Image-grounded pointing data:
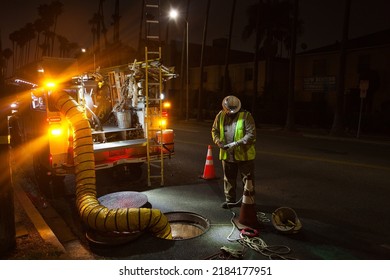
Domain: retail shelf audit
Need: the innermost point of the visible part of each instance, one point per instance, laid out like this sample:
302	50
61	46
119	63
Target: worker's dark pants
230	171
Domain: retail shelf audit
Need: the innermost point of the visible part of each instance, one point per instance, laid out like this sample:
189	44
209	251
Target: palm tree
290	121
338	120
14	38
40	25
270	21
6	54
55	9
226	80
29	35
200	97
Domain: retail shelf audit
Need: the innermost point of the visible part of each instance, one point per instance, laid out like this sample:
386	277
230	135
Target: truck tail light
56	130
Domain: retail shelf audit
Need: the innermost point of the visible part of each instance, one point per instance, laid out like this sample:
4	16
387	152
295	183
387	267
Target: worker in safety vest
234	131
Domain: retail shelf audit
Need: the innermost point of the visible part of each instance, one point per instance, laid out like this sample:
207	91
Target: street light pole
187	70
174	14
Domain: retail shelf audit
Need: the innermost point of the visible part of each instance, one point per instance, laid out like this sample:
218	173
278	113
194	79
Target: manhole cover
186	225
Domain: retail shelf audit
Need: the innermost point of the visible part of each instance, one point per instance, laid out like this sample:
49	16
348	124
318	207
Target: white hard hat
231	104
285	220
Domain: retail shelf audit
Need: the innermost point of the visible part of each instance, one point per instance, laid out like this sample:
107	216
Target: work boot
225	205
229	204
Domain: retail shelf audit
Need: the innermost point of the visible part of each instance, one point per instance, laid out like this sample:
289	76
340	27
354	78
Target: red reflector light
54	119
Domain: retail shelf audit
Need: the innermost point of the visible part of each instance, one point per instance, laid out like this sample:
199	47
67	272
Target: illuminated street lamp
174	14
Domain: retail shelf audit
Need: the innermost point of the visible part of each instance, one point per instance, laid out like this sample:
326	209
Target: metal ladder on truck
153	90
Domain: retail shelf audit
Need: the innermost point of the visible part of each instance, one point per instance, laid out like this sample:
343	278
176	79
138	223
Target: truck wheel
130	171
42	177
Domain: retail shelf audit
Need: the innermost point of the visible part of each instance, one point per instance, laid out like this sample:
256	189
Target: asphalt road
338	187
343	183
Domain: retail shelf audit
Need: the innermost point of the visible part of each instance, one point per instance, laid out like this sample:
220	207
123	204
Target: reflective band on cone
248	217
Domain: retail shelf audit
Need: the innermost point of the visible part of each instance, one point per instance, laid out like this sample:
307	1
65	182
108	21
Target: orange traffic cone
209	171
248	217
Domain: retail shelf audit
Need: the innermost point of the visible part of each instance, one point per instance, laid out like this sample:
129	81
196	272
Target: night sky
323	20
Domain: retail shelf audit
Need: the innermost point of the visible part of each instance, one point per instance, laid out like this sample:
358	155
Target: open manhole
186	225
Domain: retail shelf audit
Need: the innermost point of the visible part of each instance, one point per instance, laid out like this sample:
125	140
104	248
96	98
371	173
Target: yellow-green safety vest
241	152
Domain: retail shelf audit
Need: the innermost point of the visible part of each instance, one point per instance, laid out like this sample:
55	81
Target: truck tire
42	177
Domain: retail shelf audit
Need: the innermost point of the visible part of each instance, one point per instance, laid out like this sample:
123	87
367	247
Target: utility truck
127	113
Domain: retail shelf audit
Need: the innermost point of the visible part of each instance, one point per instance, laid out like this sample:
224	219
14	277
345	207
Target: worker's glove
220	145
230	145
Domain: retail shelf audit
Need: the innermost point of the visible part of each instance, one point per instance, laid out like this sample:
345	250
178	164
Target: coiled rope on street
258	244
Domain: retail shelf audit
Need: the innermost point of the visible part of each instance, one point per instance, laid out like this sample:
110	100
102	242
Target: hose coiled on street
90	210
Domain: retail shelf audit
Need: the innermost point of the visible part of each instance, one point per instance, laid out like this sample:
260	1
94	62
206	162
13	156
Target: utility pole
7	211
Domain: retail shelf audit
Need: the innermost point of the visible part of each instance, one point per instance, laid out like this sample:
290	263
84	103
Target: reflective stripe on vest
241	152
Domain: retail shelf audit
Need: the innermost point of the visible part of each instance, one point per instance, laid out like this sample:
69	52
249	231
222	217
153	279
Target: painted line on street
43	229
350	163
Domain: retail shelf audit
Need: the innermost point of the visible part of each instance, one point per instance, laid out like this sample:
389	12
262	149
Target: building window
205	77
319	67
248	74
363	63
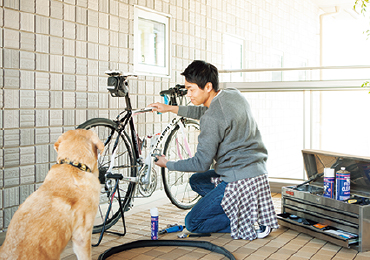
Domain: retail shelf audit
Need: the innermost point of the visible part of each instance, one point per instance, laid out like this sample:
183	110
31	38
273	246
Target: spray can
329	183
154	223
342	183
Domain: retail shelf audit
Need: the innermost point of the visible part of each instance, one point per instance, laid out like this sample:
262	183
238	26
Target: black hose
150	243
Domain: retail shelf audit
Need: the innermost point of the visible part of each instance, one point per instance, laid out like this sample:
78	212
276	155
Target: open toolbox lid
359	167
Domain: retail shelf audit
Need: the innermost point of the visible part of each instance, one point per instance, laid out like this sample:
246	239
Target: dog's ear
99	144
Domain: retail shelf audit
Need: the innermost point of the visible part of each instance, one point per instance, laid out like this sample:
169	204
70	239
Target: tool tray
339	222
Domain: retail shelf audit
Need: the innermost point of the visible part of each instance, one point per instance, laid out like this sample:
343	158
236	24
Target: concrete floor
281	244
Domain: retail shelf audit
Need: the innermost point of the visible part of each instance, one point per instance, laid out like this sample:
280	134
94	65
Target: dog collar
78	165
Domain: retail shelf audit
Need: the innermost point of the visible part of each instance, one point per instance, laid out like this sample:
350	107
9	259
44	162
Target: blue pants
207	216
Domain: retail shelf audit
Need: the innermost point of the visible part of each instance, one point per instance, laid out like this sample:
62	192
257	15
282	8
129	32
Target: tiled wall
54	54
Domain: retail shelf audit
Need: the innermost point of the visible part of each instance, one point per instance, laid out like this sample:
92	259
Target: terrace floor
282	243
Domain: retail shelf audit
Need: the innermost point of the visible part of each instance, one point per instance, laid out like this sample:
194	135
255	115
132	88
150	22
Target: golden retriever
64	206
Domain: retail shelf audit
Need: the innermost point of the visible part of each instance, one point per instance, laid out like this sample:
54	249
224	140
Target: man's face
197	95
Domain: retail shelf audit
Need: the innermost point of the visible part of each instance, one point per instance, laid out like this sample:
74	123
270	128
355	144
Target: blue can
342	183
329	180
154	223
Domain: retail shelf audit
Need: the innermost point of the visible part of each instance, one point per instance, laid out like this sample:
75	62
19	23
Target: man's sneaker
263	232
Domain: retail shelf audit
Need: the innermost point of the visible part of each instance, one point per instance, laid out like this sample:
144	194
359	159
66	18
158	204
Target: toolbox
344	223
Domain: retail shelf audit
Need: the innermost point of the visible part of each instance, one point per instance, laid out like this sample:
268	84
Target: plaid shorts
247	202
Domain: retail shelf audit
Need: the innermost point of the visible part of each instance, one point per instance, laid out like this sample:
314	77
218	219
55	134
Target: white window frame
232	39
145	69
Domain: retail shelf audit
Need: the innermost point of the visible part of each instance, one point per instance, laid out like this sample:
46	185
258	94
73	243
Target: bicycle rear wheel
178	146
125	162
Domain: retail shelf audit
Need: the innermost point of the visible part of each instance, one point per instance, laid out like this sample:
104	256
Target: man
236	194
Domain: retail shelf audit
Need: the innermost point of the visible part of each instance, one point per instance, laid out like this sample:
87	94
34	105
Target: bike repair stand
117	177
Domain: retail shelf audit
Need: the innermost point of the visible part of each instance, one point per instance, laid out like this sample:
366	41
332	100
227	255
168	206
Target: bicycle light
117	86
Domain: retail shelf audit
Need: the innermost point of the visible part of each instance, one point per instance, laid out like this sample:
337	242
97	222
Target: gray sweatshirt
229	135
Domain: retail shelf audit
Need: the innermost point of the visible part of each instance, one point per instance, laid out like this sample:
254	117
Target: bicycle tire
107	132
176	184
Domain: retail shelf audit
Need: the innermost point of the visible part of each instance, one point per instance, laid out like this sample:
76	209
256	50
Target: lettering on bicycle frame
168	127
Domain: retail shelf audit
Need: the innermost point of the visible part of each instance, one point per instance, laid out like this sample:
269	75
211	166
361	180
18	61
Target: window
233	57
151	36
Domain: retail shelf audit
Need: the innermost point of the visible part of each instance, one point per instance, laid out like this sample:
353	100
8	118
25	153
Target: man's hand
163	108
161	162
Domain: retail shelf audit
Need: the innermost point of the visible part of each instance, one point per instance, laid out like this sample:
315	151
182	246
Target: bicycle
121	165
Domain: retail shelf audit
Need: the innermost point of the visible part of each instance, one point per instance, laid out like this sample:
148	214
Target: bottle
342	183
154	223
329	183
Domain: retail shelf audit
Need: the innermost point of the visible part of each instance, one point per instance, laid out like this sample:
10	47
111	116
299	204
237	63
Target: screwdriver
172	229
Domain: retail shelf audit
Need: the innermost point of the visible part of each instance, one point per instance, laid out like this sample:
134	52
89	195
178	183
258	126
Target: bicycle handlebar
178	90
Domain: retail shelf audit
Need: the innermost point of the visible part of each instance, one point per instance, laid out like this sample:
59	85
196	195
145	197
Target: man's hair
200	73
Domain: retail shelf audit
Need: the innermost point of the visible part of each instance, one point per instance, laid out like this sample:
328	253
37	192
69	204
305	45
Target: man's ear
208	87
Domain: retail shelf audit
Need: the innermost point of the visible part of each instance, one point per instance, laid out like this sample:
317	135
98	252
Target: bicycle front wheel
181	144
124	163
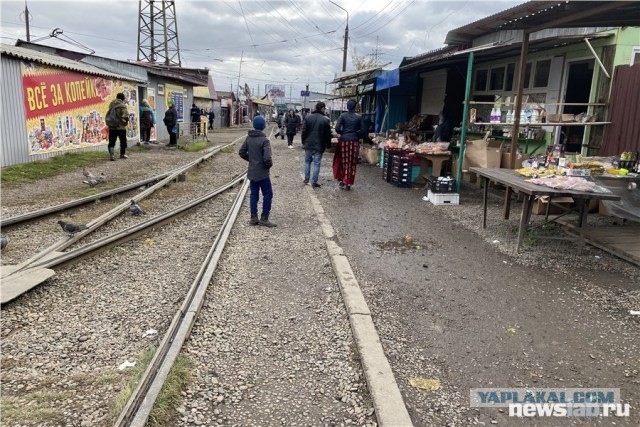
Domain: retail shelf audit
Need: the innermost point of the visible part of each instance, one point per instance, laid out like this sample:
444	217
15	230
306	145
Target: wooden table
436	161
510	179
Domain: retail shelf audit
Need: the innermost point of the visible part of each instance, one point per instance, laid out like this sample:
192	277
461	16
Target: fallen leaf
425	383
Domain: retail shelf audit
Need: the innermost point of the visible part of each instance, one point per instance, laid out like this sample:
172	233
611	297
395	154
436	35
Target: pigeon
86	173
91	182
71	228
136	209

* [INSTRUCTIONS TO FOLLOW]: Starting at the line that contains "Target: fallen leaf", transcribe every line through the last line of the entries above, exactly, and nothing else.

* [SOLVED PROBLEM]:
Target: fallen leaf
425	383
Domain: retail shelf audit
Need: the innermost point of the visible part of each instance, one point per instance, laid out like this sample:
172	233
611	297
395	154
436	35
Target: pigeon
86	173
91	182
71	228
136	209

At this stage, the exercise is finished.